* Tujuan 1
Salin tanpa perubahan bagian dari berita tentang revisi UU ITE, mulai dari kata-kata "Bintoro Agung |" dan berhenti setelah kata-kata "pihak LBH Pers.".

* Kutipan untuk Dibaca
━━━

Revisi Pasal Karet di UU ITE Tak Menyelesaikan Masalah

Bintoro Agung | CNN Indonesia
Kamis, 27 Okt 2016 14:41 WIB
"Ini bukan perubahan substansi. Mengurangi masa pidananya tidak menyelesaikan masalah yang ada," ucap pihak LBH Pers.
Ilustrasi.
Jakarta, CNN Indonesia -- Lembaga Bantuan Hukum (LBH) Pers menilai revisi Undang-Undang Nomor 11 Tahun 2008 tentang Informatika dan Transaksi Elektronik (RUU Revisi UU ITE) tak mengubah substansi masalah yang berpotensi timbul. Ketentuan penghinaan atau pencemaran nama baik pada pasal 27 ayat 3 atau yang biasa disebut "pasal karet" menjadi inti dari keberatan.

Rapat paripurna Dewan Perwakilan Rakyat telah mengesahkan revisi Undang-Undang Nomor 11 Tahun 2008 tentang Informasi dan Transaksi EIektronik (UU ITE) hari ini, Kamis (27/10). LBH Pers pun segera menanggapi keputusan ini.

"Ini bukan perubahan substansi. Mengurangi masa pidananya tidak menyelesaikan masalah yang ada," ucap Kepala Divisi Riset dan Jaringan LBH Pers Asep Komaruddin kepada CNNIndonesia.com melalui sambungan telepon, Kamis (27/10).

ADVERTISEMENT

SCROLL TO CONTINUE WITH CONTENT

Menurut Asep inti permasalahan revisi UU ITE terletak pada proses perumusan yang sebelum pembahasan sudah bermasalah. Unsur kejelasan, subjektif, dan multitafsir menjadi alasan Asep menolak pemberlakuan revisi.


Ia menilai langkah yang seharusnya diambil pemerintah adalah mencabut pasal karet tersebut dari revisi UU ITE. Regulasi yang membahas pencemaran nama baik yang menurutnya telah diatur dalam KUHP.

"Kalau cuma sebatas itu (revisi pasal 27 ayat 3), ini sama saja duplikasi aturan pencemaran nama baik yang ada di KUHP. Bedanya dengan KUHP, revisi UU ITE cuma mediumnya saja," tutur Asep.

Menteri Komunikasi dan Informatika Rudiantara justru menyebut revisi UU ITE yang dibuat sebagai bentuk perlindungan hukum. Rudiantara bahkan menyebut aturan ini akan mengurangi warga tak bersalah yang menjadi korban pasal karet pencemaran nama baik.

━━━

* Masukan Tugas Ini
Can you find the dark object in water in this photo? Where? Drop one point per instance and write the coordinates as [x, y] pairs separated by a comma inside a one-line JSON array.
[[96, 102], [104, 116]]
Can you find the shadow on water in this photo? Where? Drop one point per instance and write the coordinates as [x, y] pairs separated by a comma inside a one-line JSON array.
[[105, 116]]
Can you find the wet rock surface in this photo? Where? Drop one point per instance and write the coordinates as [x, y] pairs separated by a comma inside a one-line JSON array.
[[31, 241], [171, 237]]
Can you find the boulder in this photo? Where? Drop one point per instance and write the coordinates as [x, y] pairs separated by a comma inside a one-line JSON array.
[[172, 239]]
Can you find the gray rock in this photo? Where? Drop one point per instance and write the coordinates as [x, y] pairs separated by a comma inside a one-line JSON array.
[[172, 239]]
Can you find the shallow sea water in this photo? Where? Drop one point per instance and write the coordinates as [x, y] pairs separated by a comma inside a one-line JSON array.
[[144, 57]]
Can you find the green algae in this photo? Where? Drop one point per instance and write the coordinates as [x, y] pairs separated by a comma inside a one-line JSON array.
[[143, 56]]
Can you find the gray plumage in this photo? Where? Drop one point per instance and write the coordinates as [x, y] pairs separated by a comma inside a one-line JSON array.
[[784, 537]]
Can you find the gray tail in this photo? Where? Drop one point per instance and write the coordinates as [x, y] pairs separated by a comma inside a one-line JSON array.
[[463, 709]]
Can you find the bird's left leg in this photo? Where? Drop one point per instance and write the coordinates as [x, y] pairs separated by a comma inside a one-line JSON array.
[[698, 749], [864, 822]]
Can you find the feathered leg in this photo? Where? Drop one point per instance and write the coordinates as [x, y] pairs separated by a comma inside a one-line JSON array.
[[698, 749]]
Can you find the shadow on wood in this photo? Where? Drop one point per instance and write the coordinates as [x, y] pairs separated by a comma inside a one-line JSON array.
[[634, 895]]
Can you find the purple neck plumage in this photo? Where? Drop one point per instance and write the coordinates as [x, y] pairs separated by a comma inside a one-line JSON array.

━━━

* Tujuan 2
Sajikan baris-baris daftar di atas sebagai larik JSON berisi string, satu string untuk tiap baris dan tanpa baris kosong. Mulailah dari baris daftar yang memuat "Can you find the green" dan teruskan sampai baris terakhir daftar itu.

* Jawaban Benar 1
Bintoro Agung | CNN Indonesia
Kamis, 27 Okt 2016 14:41 WIB
"Ini bukan perubahan substansi. Mengurangi masa pidananya tidak menyelesaikan masalah yang ada," ucap pihak LBH Pers.

* Jawaban Benar 2
[
  "Can you find the green algae in this photo? Where? Drop one point per instance and write the coordinates as [x, y] pairs separated by a comma inside a one-line JSON array.",
  "[[143, 56]]",
  "Can you find the gray plumage in this photo? Where? Drop one point per instance and write the coordinates as [x, y] pairs separated by a comma inside a one-line JSON array.",
  "[[784, 537]]",
  "Can you find the gray tail in this photo? Where? Drop one point per instance and write the coordinates as [x, y] pairs separated by a comma inside a one-line JSON array.",
  "[[463, 709]]",
  "Can you find the bird's left leg in this photo? Where? Drop one point per instance and write the coordinates as [x, y] pairs separated by a comma inside a one-line JSON array.",
  "[[698, 749], [864, 822]]",
  "Can you find the feathered leg in this photo? Where? Drop one point per instance and write the coordinates as [x, y] pairs separated by a comma inside a one-line JSON array.",
  "[[698, 749]]",
  "Can you find the shadow on wood in this photo? Where? Drop one point per instance and write the coordinates as [x, y] pairs separated by a comma inside a one-line JSON array.",
  "[[634, 895]]",
  "Can you find the purple neck plumage in this photo? Where? Drop one point per instance and write the coordinates as [x, y] pairs separated by a comma inside a one-line JSON array."
]